Exact reproduction required: the lines below from the line with "[locate] white helmet" to the line with "[locate] shadow on", both ends included, and no others.

++++ Exercise inputs ++++

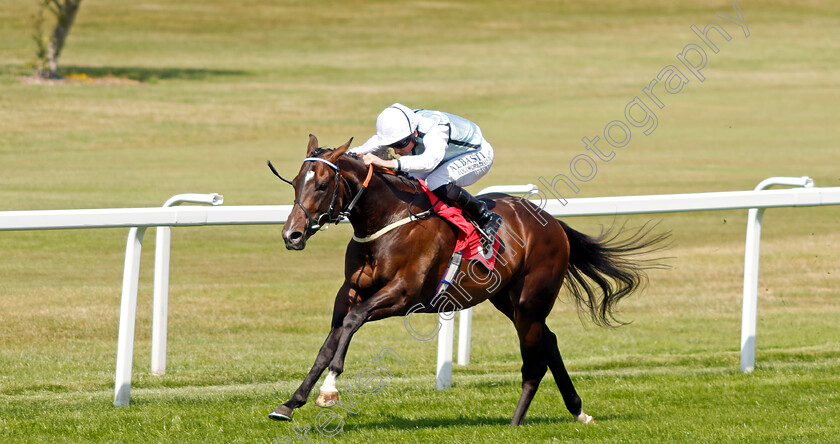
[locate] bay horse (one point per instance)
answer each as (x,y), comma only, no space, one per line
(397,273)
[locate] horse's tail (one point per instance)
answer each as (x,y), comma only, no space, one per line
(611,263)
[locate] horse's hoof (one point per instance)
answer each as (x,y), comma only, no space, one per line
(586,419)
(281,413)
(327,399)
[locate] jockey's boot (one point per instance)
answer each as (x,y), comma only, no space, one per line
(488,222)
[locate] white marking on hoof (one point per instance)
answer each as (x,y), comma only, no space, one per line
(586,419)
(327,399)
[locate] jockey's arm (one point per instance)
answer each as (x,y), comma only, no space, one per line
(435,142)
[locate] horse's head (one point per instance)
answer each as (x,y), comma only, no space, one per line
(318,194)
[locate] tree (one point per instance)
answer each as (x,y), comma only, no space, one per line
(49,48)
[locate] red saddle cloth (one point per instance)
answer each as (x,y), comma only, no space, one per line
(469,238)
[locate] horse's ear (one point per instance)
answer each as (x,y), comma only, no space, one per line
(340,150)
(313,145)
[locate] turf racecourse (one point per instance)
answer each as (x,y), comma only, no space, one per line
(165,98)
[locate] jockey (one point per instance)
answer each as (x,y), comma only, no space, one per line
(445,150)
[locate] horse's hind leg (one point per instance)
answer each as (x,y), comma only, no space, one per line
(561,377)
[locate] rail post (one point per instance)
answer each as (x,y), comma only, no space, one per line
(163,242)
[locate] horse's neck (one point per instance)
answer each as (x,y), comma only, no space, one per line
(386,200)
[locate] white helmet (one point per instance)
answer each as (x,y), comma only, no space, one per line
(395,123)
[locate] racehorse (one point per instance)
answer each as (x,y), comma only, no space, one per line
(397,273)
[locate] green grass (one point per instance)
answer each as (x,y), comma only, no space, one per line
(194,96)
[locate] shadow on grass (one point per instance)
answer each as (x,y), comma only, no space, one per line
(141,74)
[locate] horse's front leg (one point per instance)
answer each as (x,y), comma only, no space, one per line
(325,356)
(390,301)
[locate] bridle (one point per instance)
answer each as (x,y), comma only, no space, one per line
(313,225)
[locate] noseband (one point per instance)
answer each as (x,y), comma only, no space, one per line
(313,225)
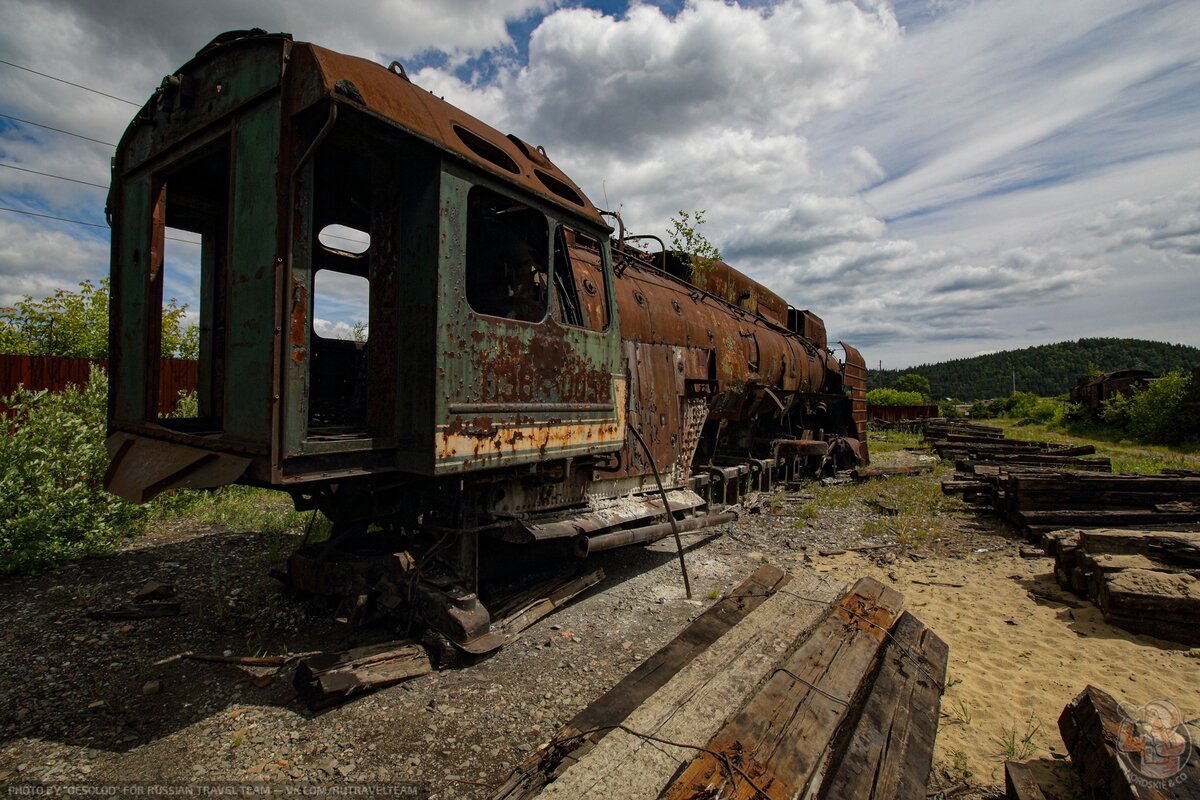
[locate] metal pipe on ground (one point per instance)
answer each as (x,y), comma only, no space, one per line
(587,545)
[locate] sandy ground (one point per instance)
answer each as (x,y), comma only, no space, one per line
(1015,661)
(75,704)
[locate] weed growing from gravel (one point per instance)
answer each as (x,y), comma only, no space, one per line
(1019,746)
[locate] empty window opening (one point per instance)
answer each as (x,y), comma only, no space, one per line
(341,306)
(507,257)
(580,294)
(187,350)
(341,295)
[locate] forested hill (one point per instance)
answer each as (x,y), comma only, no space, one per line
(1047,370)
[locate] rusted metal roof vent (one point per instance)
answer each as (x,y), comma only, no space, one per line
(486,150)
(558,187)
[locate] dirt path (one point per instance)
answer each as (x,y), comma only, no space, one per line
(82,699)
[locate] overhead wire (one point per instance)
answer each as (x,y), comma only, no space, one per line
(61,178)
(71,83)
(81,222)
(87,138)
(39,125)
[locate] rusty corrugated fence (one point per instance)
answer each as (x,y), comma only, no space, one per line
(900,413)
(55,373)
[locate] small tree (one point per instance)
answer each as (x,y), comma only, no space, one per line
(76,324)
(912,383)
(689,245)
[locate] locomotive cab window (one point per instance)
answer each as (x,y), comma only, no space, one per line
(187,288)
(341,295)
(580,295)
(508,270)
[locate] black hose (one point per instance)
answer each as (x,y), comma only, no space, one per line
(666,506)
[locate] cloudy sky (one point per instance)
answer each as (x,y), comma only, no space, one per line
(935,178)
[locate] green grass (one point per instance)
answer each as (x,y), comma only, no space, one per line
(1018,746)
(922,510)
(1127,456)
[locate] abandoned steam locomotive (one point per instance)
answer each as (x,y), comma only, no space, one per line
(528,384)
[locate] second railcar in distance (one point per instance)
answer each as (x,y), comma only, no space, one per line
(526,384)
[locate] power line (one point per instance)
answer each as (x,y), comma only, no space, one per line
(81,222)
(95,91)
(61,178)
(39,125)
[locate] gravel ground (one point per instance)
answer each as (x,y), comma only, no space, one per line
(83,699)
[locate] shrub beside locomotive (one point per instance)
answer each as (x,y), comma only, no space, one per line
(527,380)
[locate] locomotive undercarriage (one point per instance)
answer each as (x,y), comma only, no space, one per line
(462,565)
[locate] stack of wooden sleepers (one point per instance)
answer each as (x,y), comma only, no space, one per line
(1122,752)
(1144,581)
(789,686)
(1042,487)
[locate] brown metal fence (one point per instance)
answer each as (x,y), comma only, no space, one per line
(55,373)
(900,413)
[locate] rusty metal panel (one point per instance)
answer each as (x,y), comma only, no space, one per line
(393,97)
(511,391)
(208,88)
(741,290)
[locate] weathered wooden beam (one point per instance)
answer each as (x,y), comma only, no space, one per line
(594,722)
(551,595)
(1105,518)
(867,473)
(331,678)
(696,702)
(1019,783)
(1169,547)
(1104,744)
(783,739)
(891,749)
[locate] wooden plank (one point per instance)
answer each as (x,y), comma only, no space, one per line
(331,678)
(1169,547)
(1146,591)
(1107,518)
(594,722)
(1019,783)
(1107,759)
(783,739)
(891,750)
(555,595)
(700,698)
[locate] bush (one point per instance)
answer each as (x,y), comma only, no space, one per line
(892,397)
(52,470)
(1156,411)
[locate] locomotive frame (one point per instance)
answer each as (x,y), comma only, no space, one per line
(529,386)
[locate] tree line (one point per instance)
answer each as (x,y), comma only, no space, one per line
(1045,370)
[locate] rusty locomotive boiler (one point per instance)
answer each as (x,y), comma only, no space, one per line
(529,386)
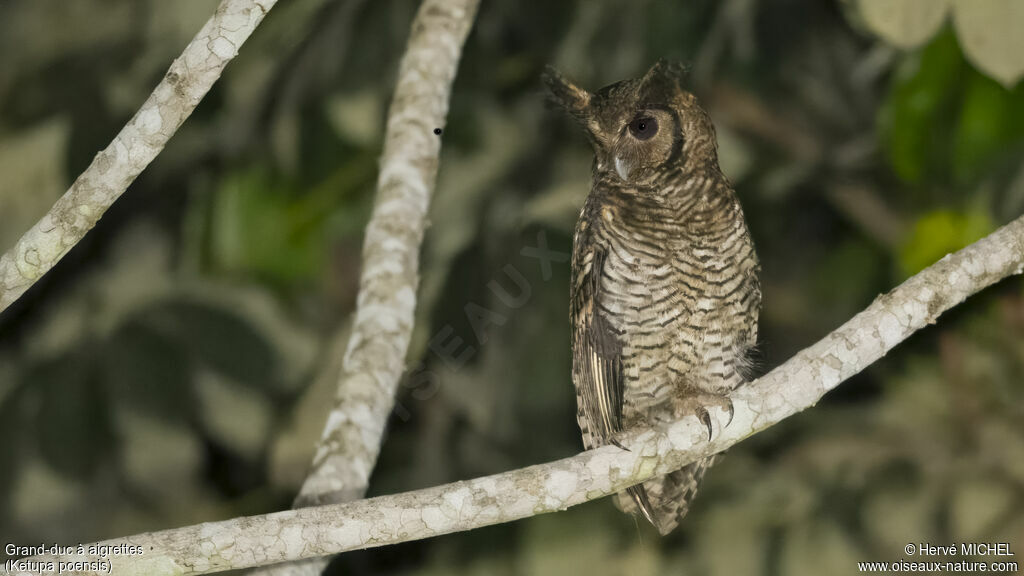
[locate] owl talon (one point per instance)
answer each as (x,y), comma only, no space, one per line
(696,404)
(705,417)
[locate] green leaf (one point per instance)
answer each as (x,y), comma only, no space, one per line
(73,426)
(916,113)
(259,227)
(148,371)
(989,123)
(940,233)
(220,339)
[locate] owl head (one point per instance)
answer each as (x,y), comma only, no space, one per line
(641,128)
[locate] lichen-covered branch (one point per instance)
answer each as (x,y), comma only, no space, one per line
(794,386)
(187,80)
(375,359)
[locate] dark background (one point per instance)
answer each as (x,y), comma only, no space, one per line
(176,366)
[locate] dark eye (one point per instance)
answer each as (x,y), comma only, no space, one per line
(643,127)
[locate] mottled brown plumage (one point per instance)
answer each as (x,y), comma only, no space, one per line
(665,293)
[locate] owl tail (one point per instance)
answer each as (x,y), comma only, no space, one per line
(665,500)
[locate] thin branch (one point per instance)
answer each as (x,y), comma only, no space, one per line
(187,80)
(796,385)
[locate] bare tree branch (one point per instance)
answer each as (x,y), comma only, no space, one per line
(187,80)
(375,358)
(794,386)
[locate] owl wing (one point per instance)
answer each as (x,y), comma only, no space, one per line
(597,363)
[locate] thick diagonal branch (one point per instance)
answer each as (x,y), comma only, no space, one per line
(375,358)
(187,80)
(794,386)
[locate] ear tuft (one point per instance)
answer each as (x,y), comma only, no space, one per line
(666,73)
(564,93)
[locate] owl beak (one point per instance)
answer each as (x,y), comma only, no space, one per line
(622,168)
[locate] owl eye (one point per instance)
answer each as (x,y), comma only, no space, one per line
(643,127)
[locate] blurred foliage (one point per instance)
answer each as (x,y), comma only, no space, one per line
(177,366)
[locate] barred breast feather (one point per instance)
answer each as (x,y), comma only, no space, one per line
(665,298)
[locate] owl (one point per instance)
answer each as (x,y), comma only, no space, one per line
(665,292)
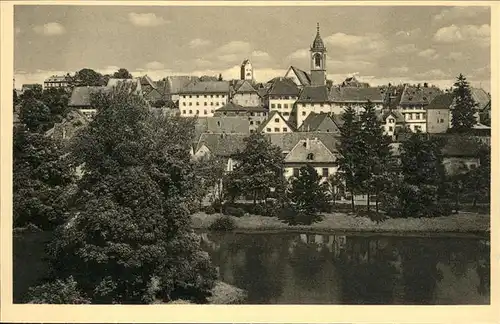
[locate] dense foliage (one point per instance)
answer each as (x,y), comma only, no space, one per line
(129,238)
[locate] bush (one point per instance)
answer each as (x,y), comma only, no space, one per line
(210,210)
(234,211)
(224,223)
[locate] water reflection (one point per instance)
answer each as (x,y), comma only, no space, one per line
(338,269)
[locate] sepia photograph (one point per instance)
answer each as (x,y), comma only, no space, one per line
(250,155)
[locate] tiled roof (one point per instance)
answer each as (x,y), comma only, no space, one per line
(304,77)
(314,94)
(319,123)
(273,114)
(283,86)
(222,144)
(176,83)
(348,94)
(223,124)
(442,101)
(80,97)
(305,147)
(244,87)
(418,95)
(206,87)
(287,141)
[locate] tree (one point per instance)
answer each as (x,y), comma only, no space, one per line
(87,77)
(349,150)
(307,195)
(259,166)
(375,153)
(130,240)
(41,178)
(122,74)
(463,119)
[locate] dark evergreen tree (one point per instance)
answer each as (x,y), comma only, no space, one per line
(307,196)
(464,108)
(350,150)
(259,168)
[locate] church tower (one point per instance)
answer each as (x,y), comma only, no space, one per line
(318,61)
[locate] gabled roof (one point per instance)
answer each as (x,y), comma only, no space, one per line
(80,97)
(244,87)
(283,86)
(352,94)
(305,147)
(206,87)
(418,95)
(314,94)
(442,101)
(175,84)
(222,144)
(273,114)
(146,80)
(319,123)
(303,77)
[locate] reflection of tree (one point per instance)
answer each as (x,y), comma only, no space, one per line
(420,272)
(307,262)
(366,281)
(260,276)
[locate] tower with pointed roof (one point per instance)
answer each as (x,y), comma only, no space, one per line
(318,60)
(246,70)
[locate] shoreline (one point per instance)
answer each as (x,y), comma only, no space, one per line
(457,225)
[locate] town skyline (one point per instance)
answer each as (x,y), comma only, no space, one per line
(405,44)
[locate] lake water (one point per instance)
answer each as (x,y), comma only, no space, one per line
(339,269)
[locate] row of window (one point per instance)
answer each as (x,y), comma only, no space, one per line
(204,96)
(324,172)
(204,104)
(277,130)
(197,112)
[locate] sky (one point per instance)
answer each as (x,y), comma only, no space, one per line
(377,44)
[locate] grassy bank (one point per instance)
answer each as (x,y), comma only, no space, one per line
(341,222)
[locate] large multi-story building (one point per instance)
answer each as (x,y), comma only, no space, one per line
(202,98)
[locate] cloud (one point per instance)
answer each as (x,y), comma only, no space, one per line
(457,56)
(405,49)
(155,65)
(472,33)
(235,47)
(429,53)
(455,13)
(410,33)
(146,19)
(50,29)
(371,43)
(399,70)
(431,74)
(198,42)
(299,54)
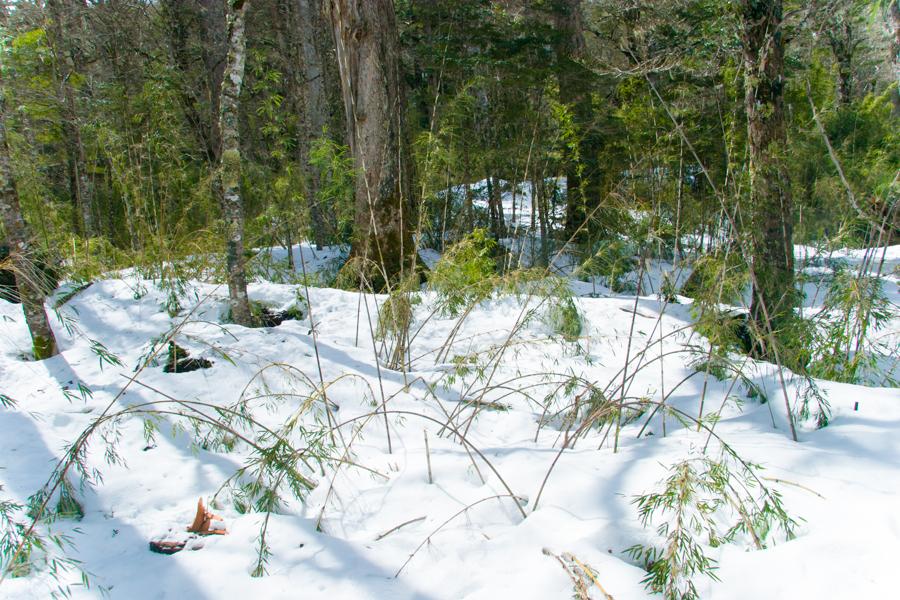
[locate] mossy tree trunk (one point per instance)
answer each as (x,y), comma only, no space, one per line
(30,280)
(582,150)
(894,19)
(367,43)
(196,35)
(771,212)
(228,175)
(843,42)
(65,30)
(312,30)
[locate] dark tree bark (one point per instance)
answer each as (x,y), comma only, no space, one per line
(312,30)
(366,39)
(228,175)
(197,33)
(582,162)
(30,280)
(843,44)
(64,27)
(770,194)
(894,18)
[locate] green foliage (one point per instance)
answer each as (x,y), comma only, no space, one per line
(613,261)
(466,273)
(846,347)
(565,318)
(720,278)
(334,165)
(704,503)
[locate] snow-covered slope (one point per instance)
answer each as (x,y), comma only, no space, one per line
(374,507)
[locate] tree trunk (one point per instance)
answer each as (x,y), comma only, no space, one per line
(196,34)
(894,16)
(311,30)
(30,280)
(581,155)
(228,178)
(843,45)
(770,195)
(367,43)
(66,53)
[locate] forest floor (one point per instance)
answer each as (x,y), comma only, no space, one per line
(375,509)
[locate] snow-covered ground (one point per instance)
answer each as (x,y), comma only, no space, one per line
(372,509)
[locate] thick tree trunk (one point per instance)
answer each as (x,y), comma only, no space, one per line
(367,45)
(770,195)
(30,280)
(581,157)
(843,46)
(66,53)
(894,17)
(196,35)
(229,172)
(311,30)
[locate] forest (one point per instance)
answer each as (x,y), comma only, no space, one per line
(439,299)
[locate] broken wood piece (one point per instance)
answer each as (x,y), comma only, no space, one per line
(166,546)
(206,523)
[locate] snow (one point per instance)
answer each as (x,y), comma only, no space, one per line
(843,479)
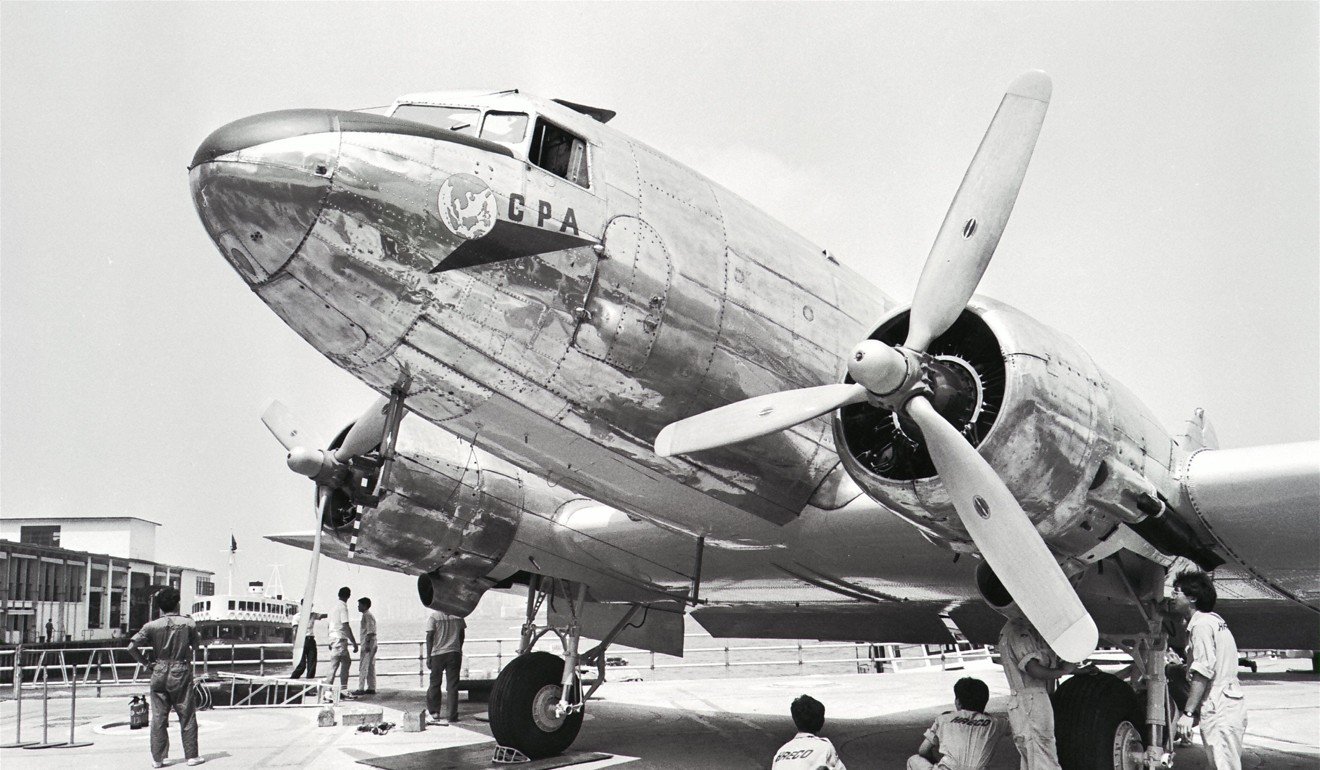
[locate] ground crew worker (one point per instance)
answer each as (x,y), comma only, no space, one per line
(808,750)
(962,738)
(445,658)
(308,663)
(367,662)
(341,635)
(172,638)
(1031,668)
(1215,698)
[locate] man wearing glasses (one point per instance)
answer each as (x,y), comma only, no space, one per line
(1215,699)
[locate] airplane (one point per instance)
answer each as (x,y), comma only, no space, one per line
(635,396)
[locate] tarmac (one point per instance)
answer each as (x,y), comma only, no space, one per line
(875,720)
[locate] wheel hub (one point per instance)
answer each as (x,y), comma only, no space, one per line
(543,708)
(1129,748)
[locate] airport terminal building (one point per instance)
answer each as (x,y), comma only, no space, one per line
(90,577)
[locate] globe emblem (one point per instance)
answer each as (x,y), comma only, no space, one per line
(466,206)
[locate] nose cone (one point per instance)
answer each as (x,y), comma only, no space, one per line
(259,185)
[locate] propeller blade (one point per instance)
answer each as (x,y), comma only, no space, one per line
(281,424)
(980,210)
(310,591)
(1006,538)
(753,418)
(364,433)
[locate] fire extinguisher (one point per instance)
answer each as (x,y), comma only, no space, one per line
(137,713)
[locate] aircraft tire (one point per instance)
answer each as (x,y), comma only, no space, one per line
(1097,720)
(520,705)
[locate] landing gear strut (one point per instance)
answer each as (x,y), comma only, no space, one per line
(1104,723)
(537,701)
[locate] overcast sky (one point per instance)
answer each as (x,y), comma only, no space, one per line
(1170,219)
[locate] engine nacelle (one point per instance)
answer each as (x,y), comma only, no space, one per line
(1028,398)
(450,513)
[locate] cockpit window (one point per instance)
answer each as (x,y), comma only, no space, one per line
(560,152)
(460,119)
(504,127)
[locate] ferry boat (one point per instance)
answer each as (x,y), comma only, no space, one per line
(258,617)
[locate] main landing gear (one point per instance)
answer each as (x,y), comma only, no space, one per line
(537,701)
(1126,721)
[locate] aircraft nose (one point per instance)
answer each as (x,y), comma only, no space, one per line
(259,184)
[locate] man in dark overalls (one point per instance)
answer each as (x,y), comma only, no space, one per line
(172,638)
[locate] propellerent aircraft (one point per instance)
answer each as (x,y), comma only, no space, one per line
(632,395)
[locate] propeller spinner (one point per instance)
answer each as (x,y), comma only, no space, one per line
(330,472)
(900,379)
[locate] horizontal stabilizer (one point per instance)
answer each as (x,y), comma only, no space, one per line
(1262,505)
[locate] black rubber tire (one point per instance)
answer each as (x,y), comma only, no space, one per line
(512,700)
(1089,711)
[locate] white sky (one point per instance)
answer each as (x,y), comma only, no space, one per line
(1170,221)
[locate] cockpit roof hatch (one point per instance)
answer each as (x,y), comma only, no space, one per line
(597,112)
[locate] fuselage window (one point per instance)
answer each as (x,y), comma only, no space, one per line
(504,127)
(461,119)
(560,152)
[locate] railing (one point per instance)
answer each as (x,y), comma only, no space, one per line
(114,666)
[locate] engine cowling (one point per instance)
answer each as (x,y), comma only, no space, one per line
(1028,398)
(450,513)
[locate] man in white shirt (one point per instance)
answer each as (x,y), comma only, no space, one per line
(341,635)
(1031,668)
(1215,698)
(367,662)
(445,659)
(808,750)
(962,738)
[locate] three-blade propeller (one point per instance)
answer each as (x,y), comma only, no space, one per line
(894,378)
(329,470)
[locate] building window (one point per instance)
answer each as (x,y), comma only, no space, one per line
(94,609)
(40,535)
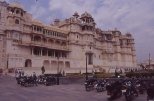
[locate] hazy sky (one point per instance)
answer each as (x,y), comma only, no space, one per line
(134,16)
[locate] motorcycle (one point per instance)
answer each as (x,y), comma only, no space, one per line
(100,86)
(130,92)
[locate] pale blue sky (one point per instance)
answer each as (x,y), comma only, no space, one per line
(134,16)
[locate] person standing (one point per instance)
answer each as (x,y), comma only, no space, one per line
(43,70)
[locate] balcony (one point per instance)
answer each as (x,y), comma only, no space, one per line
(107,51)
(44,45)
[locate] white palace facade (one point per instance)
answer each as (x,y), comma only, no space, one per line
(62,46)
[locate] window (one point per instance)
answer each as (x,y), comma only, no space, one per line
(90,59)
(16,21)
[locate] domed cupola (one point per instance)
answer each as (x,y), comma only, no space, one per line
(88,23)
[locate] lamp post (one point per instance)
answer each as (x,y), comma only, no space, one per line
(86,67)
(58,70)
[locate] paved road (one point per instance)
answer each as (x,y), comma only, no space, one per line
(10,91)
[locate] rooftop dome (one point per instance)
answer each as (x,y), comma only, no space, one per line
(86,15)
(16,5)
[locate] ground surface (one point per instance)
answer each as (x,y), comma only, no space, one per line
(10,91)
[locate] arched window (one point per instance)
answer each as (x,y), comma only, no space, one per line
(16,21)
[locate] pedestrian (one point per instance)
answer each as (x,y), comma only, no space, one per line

++++

§ Answer:
[locate] white helmet (one point per instance)
answer each as (x,y), comma only, no space, one per line
(395,123)
[locate] racehorse (one point per instance)
answer each as (x,y), comma only, no space, one per line
(397,273)
[locate] green grass (one point per instance)
answer each as (x,y), comma only, no space, one per line
(194,96)
[locate] shadow on grass (one point per instance)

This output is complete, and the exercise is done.